*WHAT YOU NEED TO DO*.
Can you reproduce the stretch of the coral bleaching article from "Indeed, researchers reported" through "witnessed--make her feel.", putting "GBR" wherever "Great Barrier Reef" appears?

*SOURCE DOCUMENT*.
______________________________
Nov 06, 2016
In the short film made with the Guardian and posted online Sunday, Klein experiences the diminished reef--which this year underwent a massive coral bleaching event--through the eyes of her son, four-year-old Toma.
She notes that "most of the time, climate change is hard to pry apart from all the other crises rocking our world: poverty, racism, militarism. They get all mixed up. But here, on the reef, it feels really simple. This world-changing event is mostly just about warming."
Indeed, researchers reported late last month that "the extreme underwater heatwave of 2015-2016" killed "millions of corals" in the northern part of the Great Barrier Reef. "The large-scale devastation is now being compounded by disease infecting the damaged corals and by coral predators," read a release from the ARC Center of Excellence for Coral Reef Studies at James Cook University.
Meanwhile, on Monday, the Guardian quoted Australia's environmental minister as calling the Great Barrier Reef Marine Park Authority--the agency tasked with protecting the world heritage site--as "being starved of funds and...operating as a shell of its former self."
Klein doesn't shy away from how these reports--and the damage she witnessed--make her feel.
______________________________
*SOURCE MATERIAL*.
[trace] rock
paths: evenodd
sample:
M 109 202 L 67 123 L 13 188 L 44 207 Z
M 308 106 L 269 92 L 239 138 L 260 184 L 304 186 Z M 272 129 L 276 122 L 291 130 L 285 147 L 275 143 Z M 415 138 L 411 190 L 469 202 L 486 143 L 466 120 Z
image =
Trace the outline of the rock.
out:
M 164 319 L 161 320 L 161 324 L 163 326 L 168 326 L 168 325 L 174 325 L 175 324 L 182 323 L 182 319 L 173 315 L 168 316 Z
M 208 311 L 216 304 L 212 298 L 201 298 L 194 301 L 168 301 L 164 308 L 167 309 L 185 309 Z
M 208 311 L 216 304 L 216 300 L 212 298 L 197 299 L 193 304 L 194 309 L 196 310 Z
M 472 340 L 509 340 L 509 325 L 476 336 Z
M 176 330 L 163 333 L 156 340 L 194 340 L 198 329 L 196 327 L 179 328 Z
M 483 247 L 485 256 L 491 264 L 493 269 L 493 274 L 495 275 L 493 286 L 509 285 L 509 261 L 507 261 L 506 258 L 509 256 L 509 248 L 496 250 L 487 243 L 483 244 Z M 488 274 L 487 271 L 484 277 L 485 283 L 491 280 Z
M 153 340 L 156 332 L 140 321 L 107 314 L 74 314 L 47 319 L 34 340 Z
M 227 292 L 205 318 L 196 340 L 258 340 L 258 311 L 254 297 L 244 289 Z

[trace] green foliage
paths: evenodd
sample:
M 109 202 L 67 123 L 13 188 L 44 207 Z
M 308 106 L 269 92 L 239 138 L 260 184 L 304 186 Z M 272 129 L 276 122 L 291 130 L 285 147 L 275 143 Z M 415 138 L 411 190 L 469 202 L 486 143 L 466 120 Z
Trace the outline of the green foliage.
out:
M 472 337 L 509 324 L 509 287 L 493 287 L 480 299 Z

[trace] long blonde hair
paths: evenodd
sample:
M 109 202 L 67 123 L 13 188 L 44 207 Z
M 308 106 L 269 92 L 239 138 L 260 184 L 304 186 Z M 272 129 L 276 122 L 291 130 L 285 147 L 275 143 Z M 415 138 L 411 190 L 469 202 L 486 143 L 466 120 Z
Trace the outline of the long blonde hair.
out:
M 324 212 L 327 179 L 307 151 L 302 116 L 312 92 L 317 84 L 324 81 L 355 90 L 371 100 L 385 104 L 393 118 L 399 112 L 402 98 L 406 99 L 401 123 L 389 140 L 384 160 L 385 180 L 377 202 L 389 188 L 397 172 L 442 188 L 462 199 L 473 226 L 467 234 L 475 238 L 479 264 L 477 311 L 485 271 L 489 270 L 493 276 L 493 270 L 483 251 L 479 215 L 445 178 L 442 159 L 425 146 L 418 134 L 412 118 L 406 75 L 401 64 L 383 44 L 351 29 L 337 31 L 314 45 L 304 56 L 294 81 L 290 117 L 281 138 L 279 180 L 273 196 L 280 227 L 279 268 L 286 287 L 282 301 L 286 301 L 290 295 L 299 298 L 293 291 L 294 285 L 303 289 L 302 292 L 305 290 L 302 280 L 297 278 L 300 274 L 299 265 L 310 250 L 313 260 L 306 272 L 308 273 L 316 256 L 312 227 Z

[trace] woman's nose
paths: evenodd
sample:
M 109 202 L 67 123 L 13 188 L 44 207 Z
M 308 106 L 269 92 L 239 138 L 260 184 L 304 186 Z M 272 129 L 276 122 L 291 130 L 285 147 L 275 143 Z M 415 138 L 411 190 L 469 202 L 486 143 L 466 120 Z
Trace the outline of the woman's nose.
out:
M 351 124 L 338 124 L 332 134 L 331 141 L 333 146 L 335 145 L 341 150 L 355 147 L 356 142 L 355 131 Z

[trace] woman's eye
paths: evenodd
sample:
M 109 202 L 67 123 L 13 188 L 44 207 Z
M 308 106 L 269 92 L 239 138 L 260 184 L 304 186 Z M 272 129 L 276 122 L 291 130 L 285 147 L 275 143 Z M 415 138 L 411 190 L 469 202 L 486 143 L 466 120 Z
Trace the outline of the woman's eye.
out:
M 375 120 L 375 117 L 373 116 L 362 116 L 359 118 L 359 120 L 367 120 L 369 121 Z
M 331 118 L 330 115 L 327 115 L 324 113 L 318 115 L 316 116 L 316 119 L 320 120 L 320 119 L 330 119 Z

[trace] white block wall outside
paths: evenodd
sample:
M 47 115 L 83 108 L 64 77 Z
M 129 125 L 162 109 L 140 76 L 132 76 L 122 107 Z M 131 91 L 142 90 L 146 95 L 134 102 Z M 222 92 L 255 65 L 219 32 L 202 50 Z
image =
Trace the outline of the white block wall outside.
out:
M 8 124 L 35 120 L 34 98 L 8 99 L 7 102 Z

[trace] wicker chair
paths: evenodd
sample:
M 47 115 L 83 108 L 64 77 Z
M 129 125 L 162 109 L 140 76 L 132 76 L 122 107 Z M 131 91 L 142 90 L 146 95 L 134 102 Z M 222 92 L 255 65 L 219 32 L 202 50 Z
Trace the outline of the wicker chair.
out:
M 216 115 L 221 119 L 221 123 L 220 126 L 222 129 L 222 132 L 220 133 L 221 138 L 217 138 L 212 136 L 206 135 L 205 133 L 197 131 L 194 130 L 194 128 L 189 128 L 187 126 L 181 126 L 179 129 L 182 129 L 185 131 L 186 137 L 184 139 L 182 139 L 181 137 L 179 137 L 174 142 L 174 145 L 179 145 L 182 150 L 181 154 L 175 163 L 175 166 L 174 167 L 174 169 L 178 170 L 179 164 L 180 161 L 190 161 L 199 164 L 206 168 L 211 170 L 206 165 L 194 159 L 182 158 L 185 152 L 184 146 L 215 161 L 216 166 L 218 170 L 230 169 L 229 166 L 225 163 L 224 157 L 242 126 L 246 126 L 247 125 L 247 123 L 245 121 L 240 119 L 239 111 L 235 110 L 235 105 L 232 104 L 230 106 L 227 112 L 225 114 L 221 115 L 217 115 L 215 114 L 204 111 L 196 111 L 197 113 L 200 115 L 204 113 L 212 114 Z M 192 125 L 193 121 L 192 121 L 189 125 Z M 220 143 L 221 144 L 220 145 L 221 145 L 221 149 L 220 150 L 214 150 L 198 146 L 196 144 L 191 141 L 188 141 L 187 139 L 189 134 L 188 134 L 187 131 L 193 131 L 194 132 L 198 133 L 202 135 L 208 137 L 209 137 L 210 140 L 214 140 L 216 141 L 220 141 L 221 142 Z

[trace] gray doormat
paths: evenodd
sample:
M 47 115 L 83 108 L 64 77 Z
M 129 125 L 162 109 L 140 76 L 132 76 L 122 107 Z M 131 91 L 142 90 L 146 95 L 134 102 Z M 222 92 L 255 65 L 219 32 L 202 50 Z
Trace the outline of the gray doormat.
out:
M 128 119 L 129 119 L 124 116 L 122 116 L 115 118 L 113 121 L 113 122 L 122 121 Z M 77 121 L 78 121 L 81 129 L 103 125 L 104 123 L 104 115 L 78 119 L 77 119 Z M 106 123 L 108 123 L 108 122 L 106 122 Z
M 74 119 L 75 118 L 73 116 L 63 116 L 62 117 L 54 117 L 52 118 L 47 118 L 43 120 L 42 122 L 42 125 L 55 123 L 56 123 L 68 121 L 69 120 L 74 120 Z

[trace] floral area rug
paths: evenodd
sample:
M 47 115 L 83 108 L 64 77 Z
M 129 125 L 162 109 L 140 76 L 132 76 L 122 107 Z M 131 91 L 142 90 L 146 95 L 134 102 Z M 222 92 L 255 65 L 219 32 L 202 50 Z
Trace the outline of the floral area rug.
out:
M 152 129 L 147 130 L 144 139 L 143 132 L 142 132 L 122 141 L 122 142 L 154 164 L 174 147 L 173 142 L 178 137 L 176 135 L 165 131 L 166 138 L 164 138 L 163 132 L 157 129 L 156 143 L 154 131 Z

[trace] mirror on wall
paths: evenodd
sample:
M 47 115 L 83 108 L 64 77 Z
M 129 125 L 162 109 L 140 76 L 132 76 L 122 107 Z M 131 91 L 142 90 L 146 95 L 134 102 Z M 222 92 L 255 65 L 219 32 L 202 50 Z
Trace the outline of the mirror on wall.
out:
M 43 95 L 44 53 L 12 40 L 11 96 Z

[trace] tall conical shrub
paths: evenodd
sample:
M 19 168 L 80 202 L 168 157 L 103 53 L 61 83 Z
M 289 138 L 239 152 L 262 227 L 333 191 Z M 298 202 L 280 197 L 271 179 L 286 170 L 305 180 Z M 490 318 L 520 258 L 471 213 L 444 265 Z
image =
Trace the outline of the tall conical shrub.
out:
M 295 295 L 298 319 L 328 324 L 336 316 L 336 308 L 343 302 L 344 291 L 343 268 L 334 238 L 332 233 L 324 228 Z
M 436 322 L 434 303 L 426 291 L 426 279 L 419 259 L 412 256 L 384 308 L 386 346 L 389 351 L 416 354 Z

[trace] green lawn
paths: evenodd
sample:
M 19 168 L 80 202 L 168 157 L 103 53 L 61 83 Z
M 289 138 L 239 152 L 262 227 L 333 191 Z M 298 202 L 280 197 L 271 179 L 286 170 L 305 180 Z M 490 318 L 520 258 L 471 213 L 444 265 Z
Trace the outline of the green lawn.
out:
______________________________
*YOUR SOLUTION*.
Indeed, researchers reported late last month that "the extreme underwater heatwave of 2015-2016" killed "millions of corals" in the northern part of the GBR. "The large-scale devastation is now being compounded by disease infecting the damaged corals and by coral predators," read a release from the ARC Center of Excellence for Coral Reef Studies at James Cook University.
Meanwhile, on Monday, the Guardian quoted Australia's environmental minister as calling the GBR Marine Park Authority--the agency tasked with protecting the world heritage site--as "being starved of funds and...operating as a shell of its former self."
Klein doesn't shy away from how these reports--and the damage she witnessed--make her feel.